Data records
+ + + +

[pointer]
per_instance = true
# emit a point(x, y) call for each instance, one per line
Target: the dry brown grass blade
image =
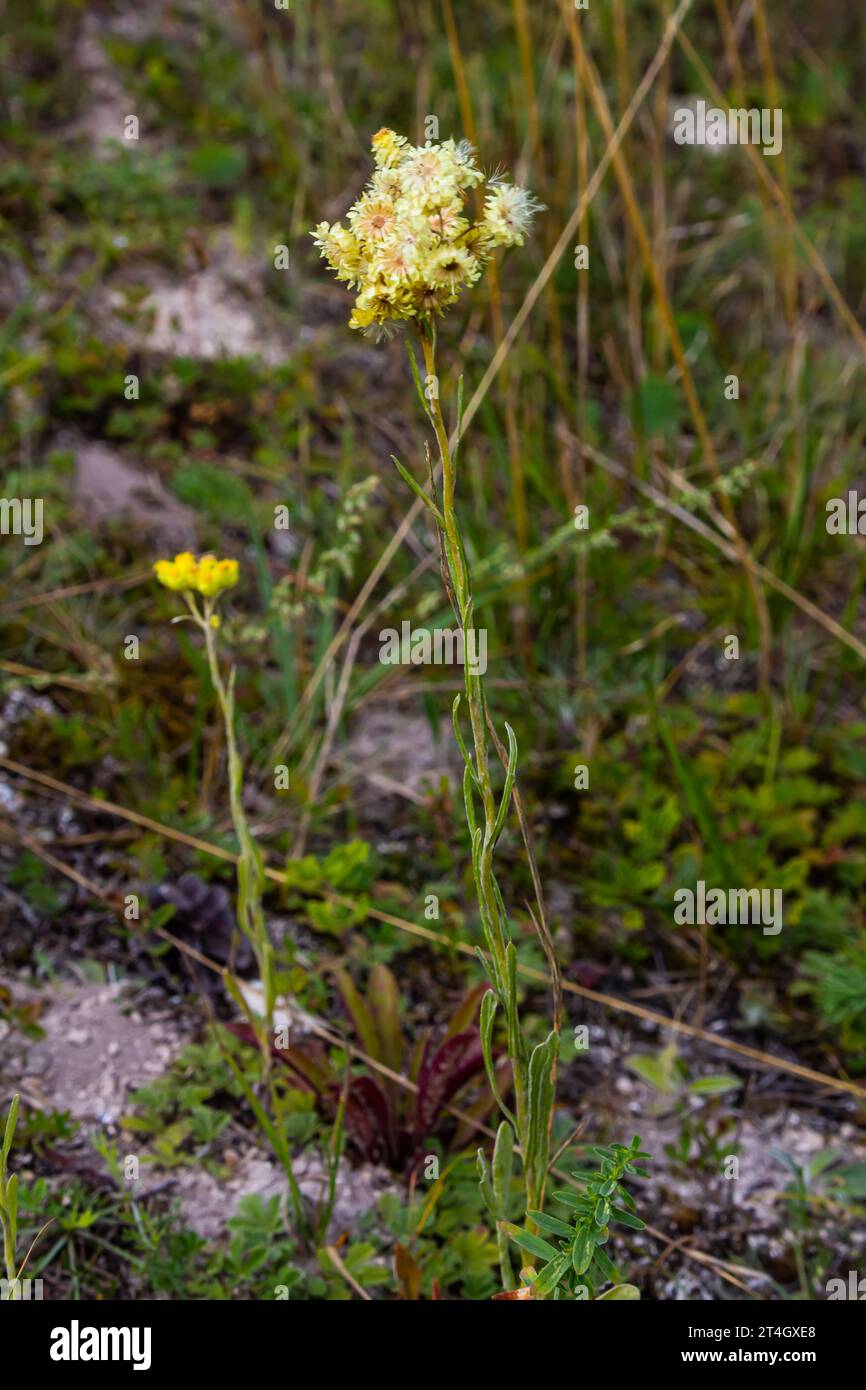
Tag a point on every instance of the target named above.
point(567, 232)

+ + + +

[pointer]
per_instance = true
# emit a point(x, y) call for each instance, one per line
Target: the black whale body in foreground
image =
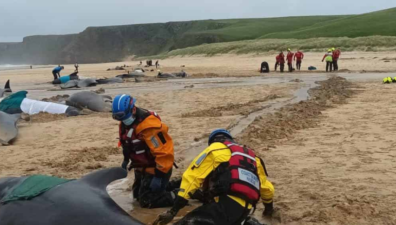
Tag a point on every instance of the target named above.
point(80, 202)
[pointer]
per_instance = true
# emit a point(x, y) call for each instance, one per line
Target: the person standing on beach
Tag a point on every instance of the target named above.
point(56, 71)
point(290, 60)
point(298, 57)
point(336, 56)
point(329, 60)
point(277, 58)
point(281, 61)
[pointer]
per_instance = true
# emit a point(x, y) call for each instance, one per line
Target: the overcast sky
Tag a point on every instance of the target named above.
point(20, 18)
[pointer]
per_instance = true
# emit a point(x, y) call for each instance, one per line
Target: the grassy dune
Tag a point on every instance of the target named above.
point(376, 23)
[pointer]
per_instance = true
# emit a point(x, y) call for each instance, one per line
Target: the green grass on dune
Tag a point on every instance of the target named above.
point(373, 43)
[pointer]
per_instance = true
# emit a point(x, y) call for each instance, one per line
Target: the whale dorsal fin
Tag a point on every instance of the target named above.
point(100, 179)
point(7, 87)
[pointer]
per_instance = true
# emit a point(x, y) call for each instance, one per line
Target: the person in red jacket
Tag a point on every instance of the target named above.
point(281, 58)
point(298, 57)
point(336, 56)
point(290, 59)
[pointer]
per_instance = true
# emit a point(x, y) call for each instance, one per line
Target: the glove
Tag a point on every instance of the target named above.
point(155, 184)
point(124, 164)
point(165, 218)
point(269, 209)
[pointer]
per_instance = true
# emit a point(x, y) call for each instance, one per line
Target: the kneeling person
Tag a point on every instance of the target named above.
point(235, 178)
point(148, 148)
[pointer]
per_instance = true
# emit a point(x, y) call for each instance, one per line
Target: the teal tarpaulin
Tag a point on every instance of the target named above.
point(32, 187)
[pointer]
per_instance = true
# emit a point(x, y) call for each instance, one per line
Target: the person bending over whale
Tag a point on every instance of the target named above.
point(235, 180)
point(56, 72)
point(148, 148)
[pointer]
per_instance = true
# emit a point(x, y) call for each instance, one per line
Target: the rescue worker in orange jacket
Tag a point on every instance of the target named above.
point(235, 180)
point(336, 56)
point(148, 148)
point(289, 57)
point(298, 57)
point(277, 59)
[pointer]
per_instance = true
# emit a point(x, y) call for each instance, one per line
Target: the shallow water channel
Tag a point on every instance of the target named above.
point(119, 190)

+ + + +

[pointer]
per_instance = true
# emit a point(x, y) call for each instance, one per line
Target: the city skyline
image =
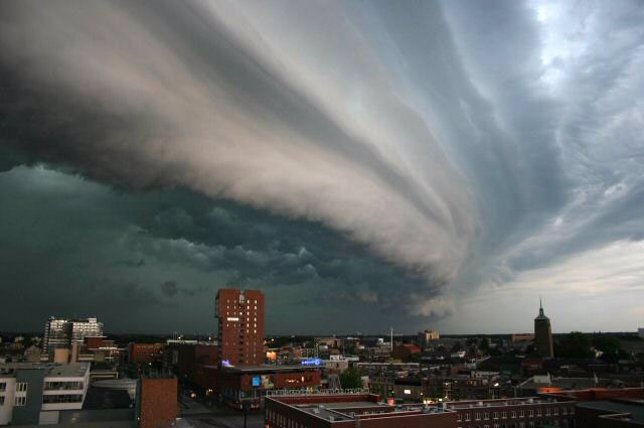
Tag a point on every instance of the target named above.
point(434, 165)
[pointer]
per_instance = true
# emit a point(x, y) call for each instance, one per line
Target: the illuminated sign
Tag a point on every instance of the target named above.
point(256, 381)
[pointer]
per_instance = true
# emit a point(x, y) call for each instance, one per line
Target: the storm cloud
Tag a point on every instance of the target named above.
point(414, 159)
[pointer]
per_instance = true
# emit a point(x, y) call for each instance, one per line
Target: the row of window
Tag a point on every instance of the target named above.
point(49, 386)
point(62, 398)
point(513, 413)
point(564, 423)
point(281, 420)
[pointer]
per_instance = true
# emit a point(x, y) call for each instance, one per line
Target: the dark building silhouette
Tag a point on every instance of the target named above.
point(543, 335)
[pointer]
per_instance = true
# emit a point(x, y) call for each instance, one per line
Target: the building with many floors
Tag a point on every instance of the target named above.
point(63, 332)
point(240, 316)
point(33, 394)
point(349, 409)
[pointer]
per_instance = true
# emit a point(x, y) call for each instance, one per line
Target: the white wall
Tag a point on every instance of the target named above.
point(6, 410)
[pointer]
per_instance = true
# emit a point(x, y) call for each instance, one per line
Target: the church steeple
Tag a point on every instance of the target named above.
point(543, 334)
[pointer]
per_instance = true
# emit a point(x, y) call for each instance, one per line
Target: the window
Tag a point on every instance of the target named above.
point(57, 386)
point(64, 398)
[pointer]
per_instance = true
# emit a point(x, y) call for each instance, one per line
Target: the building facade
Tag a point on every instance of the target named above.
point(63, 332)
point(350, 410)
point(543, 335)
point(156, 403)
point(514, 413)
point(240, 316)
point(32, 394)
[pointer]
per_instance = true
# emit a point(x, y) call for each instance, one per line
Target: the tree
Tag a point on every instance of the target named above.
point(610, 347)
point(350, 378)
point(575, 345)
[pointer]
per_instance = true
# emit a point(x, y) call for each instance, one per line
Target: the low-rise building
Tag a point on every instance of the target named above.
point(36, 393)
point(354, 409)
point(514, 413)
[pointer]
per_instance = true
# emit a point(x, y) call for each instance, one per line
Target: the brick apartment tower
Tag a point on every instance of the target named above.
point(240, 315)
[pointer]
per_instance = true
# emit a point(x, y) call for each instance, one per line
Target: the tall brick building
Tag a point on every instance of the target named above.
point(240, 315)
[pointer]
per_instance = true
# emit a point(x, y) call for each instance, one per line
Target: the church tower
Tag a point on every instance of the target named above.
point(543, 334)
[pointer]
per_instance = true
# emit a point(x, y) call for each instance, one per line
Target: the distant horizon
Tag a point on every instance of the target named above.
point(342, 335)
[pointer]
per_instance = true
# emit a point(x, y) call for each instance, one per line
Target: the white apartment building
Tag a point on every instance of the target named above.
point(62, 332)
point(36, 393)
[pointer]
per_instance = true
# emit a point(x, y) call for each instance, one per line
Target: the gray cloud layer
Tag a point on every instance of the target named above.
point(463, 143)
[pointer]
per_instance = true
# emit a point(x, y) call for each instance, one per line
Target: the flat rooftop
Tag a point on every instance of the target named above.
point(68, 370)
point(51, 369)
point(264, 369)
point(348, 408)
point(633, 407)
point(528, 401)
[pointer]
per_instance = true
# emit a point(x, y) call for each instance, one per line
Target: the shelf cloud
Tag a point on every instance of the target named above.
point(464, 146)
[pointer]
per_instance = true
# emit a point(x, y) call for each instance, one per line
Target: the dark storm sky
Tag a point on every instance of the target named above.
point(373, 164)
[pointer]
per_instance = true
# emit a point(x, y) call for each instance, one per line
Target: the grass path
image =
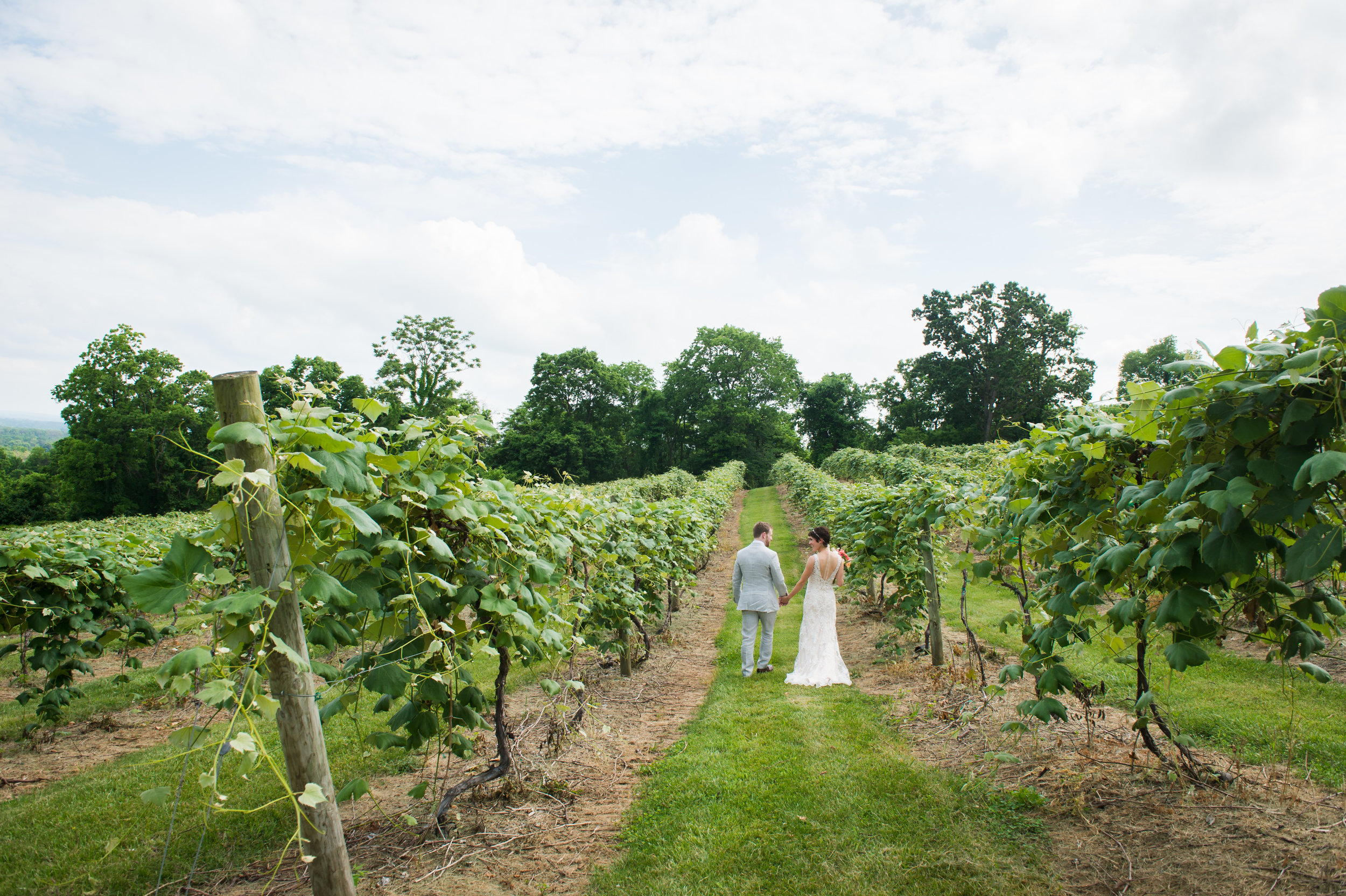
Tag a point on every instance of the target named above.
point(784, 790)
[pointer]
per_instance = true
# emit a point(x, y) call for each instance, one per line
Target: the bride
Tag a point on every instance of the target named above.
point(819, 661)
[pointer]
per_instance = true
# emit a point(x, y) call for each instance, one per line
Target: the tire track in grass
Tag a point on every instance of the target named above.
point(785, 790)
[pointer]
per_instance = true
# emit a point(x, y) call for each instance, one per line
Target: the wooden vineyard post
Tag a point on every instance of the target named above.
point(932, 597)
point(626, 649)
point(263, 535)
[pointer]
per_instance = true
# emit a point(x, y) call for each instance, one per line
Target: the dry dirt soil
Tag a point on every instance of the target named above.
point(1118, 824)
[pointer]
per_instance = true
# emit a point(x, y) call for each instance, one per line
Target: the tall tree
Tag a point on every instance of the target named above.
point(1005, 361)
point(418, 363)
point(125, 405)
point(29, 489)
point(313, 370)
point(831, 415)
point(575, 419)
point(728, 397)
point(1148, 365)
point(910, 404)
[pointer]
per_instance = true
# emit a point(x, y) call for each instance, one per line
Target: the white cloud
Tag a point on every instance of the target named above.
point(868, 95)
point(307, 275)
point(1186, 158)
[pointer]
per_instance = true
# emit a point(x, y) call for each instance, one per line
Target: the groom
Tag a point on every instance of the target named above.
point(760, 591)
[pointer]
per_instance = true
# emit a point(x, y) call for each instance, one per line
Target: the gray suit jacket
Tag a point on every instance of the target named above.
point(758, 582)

+ + + +

Task statement:
List every line in the records above that contains the word "white".

Solution to the exercise:
Target: the white wall
Target: the white apartment building
Target: the white cloud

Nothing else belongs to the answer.